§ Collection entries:
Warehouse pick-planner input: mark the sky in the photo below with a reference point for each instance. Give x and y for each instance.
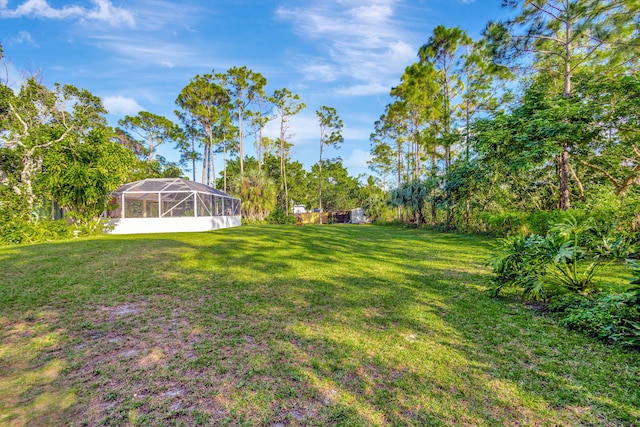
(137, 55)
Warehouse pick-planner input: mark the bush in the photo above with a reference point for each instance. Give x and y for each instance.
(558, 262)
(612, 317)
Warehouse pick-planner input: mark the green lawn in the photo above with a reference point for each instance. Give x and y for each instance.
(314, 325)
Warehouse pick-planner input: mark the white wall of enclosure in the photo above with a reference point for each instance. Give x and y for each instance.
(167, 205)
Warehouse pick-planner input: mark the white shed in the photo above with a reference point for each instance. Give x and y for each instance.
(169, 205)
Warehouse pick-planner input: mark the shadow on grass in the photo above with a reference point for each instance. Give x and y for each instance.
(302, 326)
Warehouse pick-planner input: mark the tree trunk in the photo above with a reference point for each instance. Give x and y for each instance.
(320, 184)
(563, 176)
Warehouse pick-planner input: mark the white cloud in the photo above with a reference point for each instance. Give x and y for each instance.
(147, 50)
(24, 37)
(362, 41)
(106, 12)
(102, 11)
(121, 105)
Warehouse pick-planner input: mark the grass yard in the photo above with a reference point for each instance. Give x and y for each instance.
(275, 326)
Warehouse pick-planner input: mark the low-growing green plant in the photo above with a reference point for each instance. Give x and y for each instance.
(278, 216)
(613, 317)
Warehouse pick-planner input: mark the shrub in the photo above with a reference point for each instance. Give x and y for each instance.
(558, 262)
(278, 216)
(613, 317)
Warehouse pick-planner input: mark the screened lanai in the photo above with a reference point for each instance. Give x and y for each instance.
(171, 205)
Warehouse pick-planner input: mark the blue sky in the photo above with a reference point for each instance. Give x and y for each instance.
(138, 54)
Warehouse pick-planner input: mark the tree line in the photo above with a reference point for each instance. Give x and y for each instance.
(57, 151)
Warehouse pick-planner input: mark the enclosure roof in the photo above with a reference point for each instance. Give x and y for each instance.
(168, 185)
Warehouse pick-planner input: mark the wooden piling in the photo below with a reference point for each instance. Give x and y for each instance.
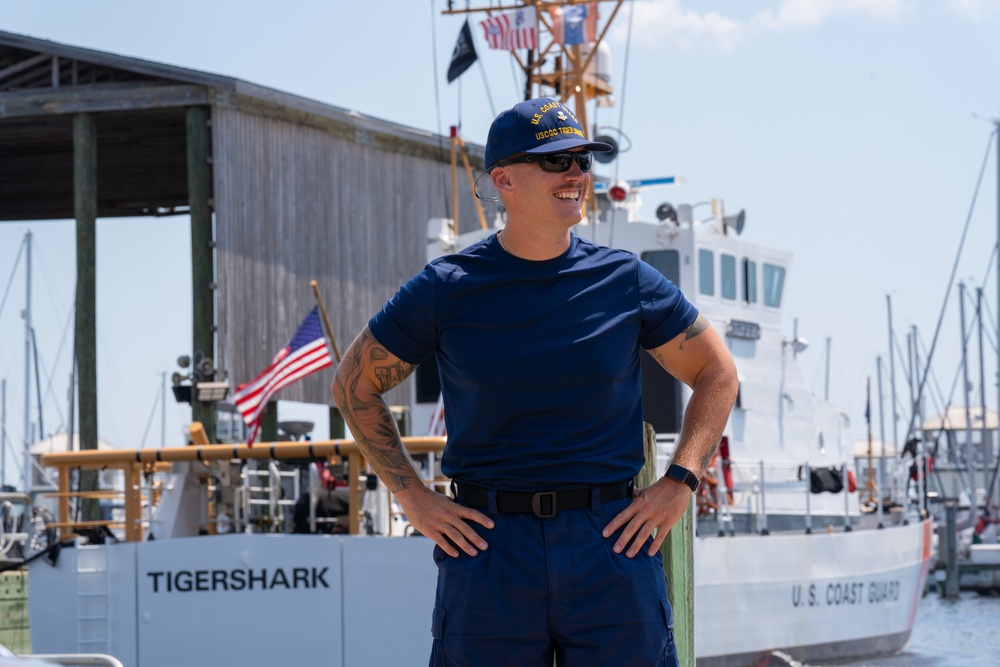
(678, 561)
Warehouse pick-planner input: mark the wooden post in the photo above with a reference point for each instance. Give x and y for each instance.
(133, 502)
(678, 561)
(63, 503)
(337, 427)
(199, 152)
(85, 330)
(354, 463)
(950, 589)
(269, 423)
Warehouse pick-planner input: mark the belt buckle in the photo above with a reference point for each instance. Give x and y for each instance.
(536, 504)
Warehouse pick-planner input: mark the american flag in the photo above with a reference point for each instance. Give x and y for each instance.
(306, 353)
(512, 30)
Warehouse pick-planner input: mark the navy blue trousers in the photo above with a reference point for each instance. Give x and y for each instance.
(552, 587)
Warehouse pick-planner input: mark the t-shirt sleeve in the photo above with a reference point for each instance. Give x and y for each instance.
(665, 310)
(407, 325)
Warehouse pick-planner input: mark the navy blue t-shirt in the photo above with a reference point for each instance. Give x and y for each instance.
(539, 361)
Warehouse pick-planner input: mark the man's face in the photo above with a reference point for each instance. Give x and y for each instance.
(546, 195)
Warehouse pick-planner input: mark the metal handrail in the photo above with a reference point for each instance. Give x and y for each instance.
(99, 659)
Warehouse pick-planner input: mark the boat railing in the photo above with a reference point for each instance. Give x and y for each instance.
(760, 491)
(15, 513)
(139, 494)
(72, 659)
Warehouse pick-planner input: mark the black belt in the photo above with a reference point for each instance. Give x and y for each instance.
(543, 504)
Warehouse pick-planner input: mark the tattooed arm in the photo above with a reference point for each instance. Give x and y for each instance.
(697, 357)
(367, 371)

§ Job: Quote the lines of the listing above that run from the line with "Warehouse pick-planner input: mark the navy blue t-shirt" through its last line, both included, and nothing else.

§ Answer:
Warehouse pick-planner input: mark the navy blue t-shirt in the photo above with a reference point for each instance. Give x and y for each instance.
(539, 361)
Warehouse pick-planner input: mark the man's face in the photo above with a reference point for each instance. Give x and y for each instance.
(546, 195)
Warehouse pick-planner input: mark the metal handrail in the photo above with a reference point for each instance. Give x and y for each instance.
(99, 659)
Warehouse pick-planner input: mark the boat railing in the photo above with a reference point for each instance. Give x and y for each instance.
(760, 491)
(15, 513)
(139, 494)
(72, 659)
Warehouse pick-planner input: mark the black belt in the photo above with a reference point for each instance. Give x and y for each instance.
(543, 504)
Warehouse pick-planner input: mark the tattooed arm in the photo above with a reference point for each instance. Give x and y for each instance.
(697, 357)
(367, 371)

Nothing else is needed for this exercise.